Start of SOURCE PASSAGE

MastertheMesh
Solo · Cloud Connectivity Lab · Ambient · agentgateway · kind
Lab · Builds on the standup

Cloud Connectivity Lab — failover, waypoint, egress

TO
Tom O'Rourke
EMEA Field CTO · Solo.io

Three labs running on the multicluster Ambient setup you stood up in the standup lab: cross-cluster mesh failover via the global *.mesh.internal hostname, in-cluster L7 routing through an enterprise-agentgateway-waypoint, and egress traffic control via a dedicated waypoint in istio-egress.

cross-cluster failover enterprise-agentgateway-waypoint HTTPRoute egress SPIFFE authz

Each lab below is self-contained — you can run them in order, or jump straight to whichever scenario you want to demo. They share two assumptions:

Labs

LAB 0

Prerequisite — deploy Bookinfo + the agentgateway ingress

The standup lab installs the platform only — no test workloads. This lab's demos all use Bookinfo as the test app, so deploy it on both clusters, label its namespace ambient, mark productpage as a global multicluster service, and apply the bookinfo-gateway Gateway + HTTPRoute on east.

Deploy Bookinfo to both clusters

About — what this does & why

What: Creates a bookinfo namespace on both clusters, enrols it into Ambient (istio.io/dataplane-mode=ambient), labels it with each cluster's network (topology.istio.io/network=east-ag / west-ag), and installs the productpage / details / reviews / ratings sample workloads from the upstream Istio repo.

Why: The standup lab deploys platform only — these are the test workloads everything below operates on. The topology.istio.io/network label is the signal istiod uses to classify pods by cluster; without it, cross-cluster endpoint rewriting (LAB 1) never fires.

End of SOURCE PASSAGE
Start of STORED DATA

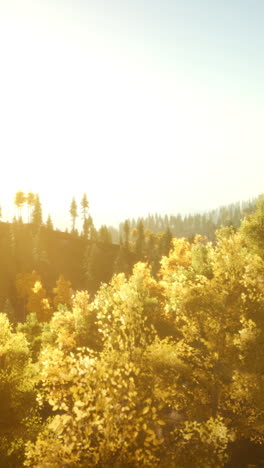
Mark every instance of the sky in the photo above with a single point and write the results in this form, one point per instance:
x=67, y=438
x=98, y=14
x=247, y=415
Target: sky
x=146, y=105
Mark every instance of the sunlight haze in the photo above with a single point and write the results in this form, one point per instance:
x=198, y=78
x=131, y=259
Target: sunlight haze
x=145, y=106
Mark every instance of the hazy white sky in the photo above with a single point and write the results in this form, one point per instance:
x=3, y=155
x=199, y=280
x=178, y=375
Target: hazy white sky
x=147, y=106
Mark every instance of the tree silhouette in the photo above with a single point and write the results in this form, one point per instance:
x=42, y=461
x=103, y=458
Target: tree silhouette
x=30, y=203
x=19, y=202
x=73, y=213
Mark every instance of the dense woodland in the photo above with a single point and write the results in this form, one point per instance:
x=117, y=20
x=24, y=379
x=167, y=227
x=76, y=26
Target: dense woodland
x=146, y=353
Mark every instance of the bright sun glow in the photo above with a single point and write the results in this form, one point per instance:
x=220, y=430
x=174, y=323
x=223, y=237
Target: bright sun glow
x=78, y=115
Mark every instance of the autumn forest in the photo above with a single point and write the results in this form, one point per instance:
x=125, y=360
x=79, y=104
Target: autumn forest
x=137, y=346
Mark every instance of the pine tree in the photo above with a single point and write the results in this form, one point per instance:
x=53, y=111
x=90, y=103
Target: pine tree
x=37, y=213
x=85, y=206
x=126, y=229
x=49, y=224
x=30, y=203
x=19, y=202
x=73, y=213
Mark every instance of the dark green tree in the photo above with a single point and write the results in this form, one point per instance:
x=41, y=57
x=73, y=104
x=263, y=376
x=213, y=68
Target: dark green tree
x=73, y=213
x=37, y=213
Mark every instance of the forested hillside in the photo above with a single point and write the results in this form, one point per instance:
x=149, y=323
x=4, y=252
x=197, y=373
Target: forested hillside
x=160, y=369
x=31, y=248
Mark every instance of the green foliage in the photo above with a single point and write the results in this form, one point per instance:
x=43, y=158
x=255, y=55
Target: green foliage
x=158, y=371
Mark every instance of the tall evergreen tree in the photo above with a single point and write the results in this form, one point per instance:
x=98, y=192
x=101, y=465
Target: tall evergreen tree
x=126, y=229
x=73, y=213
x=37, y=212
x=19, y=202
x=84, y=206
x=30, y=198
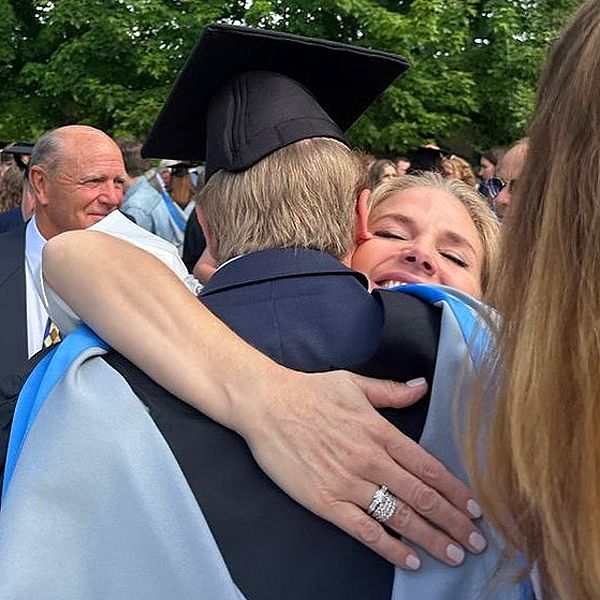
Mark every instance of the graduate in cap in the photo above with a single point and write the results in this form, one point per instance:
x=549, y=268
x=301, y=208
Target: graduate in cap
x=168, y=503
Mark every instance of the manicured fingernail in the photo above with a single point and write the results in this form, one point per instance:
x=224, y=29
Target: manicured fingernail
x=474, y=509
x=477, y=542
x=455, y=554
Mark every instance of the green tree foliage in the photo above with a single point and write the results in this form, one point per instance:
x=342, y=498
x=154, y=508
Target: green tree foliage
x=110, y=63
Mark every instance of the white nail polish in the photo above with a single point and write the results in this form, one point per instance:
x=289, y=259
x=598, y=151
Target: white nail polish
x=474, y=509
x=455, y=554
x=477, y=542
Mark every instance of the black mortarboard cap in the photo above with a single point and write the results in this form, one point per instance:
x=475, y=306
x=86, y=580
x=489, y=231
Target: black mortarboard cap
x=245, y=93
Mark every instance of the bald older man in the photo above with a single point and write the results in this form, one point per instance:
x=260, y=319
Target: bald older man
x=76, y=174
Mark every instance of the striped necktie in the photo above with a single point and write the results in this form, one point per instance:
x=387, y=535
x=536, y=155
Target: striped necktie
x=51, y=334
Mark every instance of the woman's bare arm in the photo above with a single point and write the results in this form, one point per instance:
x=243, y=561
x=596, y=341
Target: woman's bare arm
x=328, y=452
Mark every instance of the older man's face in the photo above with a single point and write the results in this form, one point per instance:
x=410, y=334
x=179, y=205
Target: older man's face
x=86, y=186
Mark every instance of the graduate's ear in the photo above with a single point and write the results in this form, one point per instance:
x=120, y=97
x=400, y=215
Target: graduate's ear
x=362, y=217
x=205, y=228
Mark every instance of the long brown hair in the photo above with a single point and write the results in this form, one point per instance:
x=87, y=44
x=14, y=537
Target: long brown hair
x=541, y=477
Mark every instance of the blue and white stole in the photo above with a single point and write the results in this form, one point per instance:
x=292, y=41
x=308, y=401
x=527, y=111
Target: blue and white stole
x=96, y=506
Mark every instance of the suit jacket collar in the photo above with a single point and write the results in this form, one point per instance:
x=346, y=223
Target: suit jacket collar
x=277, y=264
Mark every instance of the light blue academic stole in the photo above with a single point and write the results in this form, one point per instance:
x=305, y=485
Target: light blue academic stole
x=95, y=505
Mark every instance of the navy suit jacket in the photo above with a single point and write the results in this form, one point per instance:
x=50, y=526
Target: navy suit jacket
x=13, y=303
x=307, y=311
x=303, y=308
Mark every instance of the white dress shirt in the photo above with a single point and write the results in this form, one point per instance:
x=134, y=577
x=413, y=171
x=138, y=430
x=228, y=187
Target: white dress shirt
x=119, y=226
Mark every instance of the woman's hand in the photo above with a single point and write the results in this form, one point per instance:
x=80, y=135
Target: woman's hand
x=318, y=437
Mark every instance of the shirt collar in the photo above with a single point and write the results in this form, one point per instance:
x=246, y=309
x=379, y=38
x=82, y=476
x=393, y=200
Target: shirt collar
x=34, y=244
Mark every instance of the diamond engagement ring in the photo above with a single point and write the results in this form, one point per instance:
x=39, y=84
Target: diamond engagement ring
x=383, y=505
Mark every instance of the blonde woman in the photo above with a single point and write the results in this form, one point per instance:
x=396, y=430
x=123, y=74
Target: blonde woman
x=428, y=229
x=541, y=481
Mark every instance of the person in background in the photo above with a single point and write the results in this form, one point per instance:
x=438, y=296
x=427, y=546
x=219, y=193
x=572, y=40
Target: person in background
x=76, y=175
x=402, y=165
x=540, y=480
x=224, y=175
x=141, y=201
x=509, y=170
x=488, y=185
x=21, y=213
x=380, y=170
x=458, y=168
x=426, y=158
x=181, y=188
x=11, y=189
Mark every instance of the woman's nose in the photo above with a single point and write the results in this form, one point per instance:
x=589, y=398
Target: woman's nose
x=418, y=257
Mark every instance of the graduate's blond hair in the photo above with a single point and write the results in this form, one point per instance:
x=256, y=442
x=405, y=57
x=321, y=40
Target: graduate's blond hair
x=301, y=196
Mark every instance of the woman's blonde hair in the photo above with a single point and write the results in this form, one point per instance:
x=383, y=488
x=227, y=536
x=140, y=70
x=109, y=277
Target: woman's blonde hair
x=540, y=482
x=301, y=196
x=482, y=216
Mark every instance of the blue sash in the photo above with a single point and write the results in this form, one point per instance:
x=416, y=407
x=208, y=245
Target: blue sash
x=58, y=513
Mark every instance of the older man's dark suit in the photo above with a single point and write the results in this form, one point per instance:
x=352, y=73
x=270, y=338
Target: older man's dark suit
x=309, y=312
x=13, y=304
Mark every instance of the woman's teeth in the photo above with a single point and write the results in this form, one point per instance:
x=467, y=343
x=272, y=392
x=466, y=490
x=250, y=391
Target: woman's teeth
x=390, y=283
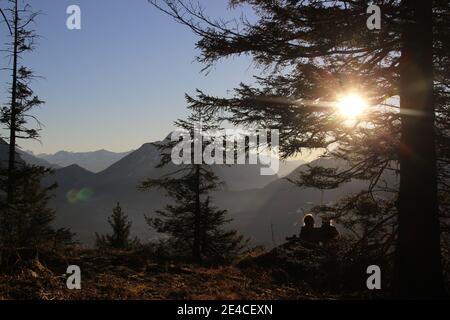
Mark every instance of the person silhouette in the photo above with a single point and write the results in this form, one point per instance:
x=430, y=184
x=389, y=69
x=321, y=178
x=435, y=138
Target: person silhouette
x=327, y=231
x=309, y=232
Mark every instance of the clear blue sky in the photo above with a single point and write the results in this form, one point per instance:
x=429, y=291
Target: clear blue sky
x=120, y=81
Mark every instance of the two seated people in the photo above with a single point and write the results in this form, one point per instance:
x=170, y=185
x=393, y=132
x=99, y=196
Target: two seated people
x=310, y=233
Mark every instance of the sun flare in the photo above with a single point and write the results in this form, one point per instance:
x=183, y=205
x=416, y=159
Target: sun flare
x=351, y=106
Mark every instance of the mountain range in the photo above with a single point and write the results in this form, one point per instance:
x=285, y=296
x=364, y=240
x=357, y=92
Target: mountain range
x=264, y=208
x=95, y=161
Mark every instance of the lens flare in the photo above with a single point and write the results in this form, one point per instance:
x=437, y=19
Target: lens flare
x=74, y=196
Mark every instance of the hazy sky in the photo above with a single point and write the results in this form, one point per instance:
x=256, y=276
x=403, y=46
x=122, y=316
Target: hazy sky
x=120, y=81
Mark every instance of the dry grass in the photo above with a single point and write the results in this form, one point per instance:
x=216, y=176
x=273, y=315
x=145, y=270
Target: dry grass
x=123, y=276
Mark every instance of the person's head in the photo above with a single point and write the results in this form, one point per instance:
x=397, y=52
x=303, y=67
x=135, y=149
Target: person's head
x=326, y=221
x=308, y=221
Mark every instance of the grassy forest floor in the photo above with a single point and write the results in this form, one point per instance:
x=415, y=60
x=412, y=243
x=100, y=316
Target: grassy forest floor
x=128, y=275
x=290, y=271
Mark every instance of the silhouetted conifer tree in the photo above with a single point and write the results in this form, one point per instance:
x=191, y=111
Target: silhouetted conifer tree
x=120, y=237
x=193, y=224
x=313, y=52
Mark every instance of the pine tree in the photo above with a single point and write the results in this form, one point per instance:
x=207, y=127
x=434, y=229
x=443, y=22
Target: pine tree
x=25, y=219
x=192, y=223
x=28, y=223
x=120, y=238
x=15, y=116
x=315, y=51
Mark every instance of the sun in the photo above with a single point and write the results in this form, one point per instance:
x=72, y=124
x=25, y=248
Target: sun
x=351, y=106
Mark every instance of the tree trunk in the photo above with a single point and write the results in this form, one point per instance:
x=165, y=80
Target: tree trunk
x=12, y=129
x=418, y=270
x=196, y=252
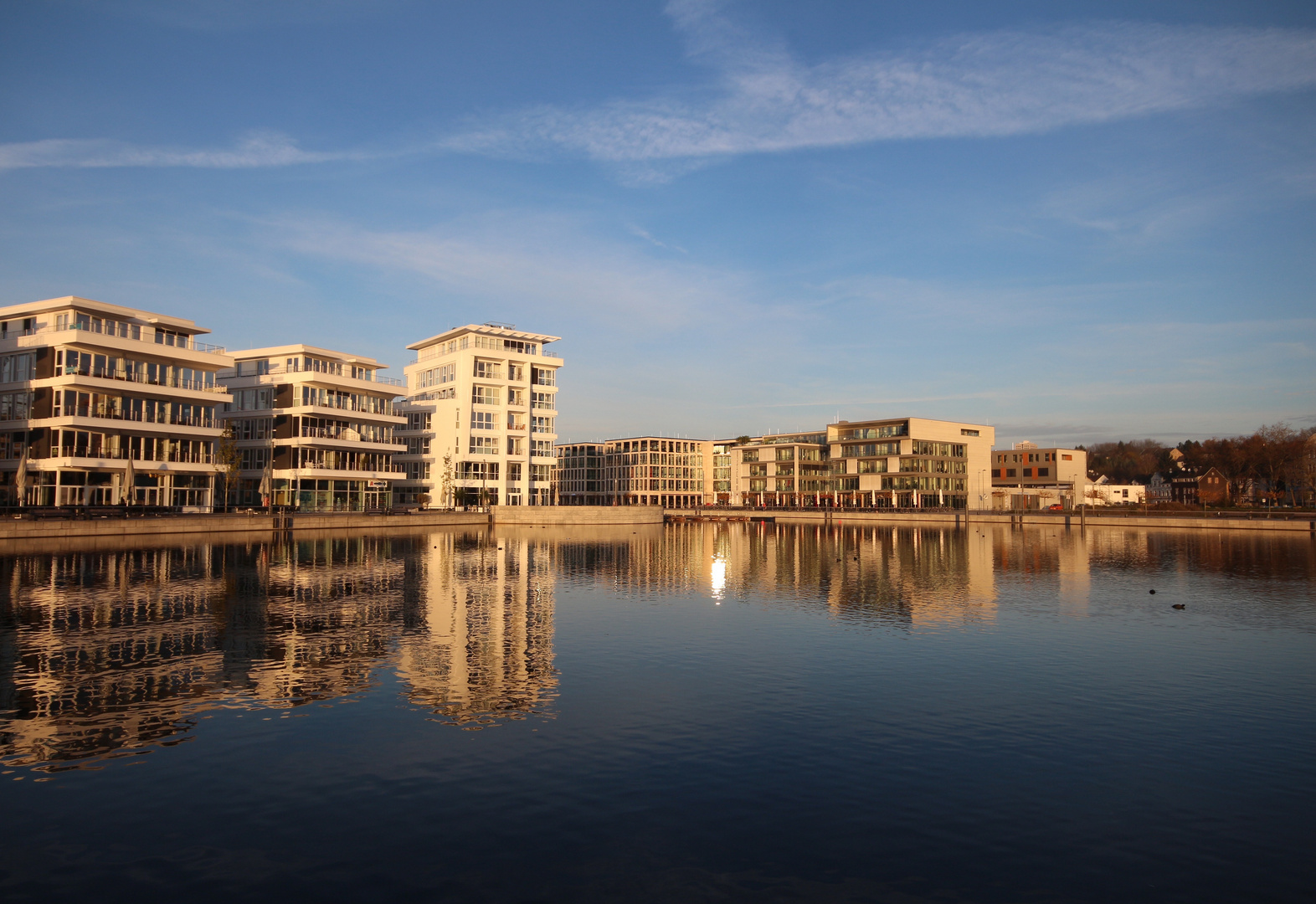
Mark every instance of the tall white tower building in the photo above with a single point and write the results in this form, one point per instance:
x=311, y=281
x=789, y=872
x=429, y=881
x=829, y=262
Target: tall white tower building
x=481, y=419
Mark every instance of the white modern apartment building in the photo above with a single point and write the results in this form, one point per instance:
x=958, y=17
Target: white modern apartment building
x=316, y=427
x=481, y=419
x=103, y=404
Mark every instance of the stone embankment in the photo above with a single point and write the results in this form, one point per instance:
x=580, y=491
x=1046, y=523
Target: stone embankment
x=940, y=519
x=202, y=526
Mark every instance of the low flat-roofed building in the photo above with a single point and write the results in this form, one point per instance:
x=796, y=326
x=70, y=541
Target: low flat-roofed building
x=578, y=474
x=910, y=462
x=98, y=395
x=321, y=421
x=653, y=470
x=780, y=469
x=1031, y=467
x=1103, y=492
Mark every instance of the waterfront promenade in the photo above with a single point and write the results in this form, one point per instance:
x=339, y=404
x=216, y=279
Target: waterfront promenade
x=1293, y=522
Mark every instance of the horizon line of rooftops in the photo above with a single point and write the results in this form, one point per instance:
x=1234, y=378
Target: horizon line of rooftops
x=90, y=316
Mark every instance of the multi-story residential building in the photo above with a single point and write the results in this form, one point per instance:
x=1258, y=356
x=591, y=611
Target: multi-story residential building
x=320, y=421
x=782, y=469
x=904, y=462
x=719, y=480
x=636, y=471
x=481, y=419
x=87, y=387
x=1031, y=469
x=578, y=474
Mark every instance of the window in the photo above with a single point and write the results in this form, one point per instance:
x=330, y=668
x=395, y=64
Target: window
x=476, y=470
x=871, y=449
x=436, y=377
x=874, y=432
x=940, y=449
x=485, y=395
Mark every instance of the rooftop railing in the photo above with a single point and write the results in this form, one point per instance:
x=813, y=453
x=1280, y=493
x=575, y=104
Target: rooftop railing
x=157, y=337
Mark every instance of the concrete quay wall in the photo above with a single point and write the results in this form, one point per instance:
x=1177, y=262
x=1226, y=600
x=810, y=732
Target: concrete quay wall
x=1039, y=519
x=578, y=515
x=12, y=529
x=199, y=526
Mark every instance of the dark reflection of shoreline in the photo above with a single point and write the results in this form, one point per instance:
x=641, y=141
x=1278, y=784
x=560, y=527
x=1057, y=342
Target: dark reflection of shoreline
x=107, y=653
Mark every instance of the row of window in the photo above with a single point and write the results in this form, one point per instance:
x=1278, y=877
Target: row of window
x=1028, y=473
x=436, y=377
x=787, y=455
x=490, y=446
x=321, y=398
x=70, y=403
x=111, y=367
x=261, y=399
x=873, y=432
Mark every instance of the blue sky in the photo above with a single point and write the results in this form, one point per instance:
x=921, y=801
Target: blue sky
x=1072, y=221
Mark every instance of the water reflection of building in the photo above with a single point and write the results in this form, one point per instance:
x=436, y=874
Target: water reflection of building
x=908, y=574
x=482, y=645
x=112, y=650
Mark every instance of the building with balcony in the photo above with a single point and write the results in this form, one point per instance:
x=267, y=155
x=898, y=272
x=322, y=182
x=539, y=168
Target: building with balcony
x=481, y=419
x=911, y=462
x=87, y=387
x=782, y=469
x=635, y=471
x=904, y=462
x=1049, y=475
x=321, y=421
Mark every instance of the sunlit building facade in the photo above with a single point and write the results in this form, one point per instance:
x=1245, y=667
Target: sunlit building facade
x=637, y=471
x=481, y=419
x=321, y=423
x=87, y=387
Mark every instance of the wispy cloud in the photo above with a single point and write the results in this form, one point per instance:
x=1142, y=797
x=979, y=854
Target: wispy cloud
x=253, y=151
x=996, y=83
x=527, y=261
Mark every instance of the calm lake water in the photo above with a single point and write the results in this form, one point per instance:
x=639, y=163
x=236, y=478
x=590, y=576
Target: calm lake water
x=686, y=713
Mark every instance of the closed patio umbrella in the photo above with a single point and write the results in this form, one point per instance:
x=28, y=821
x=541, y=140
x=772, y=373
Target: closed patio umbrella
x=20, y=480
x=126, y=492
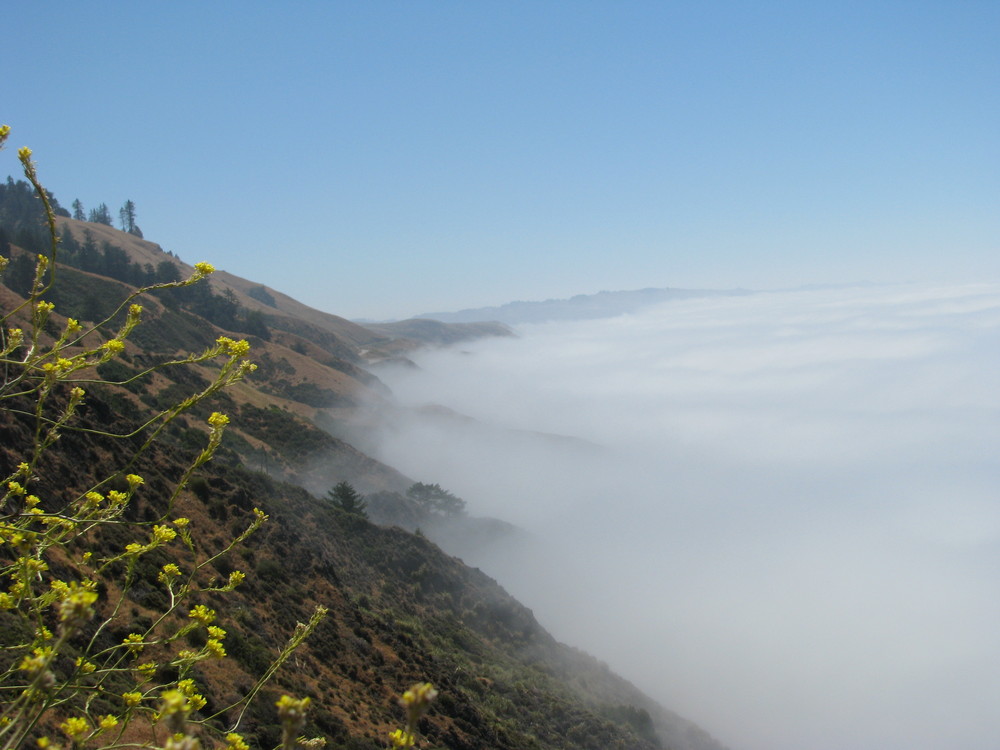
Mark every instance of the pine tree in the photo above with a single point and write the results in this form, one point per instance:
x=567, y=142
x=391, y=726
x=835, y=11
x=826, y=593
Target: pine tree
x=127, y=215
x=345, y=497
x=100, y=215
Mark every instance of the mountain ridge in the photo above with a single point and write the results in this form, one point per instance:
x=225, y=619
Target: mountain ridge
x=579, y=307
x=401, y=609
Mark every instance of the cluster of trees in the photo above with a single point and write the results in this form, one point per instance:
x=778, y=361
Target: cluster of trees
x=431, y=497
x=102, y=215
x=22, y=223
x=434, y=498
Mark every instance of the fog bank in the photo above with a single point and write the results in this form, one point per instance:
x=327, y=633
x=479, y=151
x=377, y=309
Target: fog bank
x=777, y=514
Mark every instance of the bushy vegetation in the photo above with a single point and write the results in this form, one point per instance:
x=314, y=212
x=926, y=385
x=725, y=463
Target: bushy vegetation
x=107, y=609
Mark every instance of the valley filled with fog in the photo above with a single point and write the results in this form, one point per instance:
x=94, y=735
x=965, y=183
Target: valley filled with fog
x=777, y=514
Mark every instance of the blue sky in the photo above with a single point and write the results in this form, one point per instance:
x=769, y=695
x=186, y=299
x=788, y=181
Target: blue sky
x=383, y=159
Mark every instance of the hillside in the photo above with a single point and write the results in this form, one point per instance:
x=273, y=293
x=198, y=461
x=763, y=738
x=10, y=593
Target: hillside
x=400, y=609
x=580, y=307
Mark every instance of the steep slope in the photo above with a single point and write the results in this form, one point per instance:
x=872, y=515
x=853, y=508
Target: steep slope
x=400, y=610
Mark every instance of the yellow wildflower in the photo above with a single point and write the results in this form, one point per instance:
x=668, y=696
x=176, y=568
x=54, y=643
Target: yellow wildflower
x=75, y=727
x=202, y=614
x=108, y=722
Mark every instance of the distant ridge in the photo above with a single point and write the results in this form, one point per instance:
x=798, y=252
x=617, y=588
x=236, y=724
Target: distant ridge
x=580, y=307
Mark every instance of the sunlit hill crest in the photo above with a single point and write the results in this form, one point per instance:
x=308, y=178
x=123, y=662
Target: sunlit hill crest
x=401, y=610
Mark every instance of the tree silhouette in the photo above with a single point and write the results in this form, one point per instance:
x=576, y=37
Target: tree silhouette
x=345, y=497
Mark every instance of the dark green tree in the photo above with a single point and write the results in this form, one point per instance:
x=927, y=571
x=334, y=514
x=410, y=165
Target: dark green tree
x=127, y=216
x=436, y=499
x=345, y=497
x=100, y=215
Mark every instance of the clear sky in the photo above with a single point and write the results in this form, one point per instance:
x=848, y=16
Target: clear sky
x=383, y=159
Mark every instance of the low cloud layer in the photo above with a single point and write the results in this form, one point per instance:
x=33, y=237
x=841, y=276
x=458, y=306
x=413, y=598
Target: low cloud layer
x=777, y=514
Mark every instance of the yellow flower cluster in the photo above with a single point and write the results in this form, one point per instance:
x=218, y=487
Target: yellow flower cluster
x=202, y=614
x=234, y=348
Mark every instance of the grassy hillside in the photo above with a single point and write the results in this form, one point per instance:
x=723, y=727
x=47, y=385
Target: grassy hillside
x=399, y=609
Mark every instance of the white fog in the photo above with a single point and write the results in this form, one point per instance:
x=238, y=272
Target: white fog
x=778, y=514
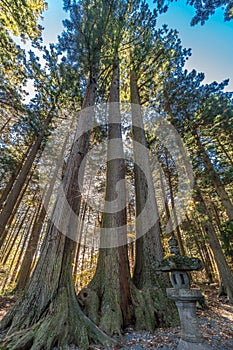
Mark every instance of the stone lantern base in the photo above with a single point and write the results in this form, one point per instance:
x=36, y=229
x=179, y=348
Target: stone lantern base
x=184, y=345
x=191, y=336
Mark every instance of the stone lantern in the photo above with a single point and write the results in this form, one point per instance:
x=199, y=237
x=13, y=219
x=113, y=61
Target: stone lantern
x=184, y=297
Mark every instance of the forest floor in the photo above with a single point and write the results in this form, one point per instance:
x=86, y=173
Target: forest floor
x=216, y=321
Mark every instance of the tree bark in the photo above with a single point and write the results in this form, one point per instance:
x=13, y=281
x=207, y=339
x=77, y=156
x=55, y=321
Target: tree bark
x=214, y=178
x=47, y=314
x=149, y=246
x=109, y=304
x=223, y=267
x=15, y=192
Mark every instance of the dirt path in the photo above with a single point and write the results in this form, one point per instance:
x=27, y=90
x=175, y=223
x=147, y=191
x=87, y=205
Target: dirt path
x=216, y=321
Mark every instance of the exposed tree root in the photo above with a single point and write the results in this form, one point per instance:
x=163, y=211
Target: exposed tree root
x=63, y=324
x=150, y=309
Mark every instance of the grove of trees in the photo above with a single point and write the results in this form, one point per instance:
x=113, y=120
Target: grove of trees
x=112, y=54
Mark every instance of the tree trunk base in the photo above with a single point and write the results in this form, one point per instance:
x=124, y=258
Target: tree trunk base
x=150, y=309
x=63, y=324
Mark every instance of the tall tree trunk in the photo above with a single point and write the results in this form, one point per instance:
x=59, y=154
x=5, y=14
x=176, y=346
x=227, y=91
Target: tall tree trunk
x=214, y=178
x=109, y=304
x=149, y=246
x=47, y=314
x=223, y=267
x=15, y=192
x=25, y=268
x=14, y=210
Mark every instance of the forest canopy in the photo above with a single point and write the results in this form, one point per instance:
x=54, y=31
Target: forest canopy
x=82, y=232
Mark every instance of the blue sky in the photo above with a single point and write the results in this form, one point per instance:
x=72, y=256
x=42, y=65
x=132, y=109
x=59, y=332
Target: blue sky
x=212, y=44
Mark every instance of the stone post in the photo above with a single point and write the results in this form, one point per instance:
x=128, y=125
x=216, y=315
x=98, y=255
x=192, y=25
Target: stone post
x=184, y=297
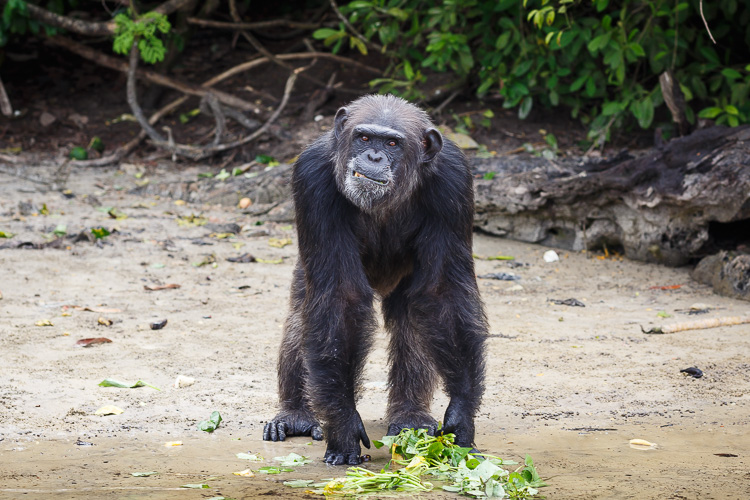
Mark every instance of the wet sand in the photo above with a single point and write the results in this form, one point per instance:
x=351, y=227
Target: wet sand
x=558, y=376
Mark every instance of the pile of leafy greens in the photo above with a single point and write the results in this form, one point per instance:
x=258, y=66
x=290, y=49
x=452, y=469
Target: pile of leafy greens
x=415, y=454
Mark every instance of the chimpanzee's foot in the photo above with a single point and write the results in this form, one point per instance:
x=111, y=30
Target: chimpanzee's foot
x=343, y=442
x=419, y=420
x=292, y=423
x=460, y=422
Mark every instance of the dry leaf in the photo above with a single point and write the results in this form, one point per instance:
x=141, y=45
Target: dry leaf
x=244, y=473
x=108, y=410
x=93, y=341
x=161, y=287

End of STORED DATA

- [SET PROBLEM]: Write the next part of the Cloud Connectivity Lab page, picking up after its last sentence. The entries are separate material and have no connection to the lab page.

- [RESPONSE TO THE EXERCISE]:
for CTX in $CLUSTER1 $CLUSTER2; do
  kubectl --context $CTX create namespace bookinfo 2>/dev/null || true
  kubectl --context $CTX label namespace bookinfo \
    istio.io/dataplane-mode=ambient \
    topology.istio.io/network=${CTX#kind-} --overwrite

  BOOKINFO=https://raw.githubusercontent.com/istio/istio/release-1.24/samples/bookinfo/platform/kube
  kubectl --context $CTX apply -n bookinfo -f $BOOKINFO/bookinfo.yaml
  kubectl --context $CTX apply -n bookinfo -f $BOOKINFO/bookinfo-versions.yaml

  kubectl --context $CTX -n bookinfo wait \
    --for=condition=Ready pod -l app=productpage --timeout=180s
done

Label productpage as a global multicluster service

About — what this does & why

What: Adds the solo.io/service-scope=global label to the productpage Service in both clusters.

Why: This one label tells Solo Istio's peering controller to create a synthetic global hostname productpage.bookinfo.mesh.internal with a synthetic VIP 240.240.0.2 that fronts the Service across all peered clusters. Without it, cross-cluster failover in LAB 1 won't work — the global hostname won't exist. Multicluster also has to be unlocked on istiod via an lt: ent licence in SOLO_LICENSE_KEY; trial JWTs leave the feature gate closed.

for CTX in $CLUSTER1 $CLUSTER2; do
  kubectl --context $CTX label svc productpage -n bookinfo \
    solo.io/service-scope=global --overwrite
done

# Confirm: istioctl multicluster check should now show "1 globally shared service"
istioctl --context $CLUSTER1 multicluster check | grep "Shared Services"

Apply the agentgateway ingress (Gateway + HTTPRoute) on east

About — what this does & why

What: Creates a north-south Gateway using gatewayClassName: enterprise-agentgateway plus an HTTPRoute whose backend is the synthetic global hostname productpage.bookinfo.mesh.internal (via the Solo kind: Hostname, group: networking.istio.io Gateway-API extension). The Solo controller provisions a backing agentgateway Deployment + Service automatically.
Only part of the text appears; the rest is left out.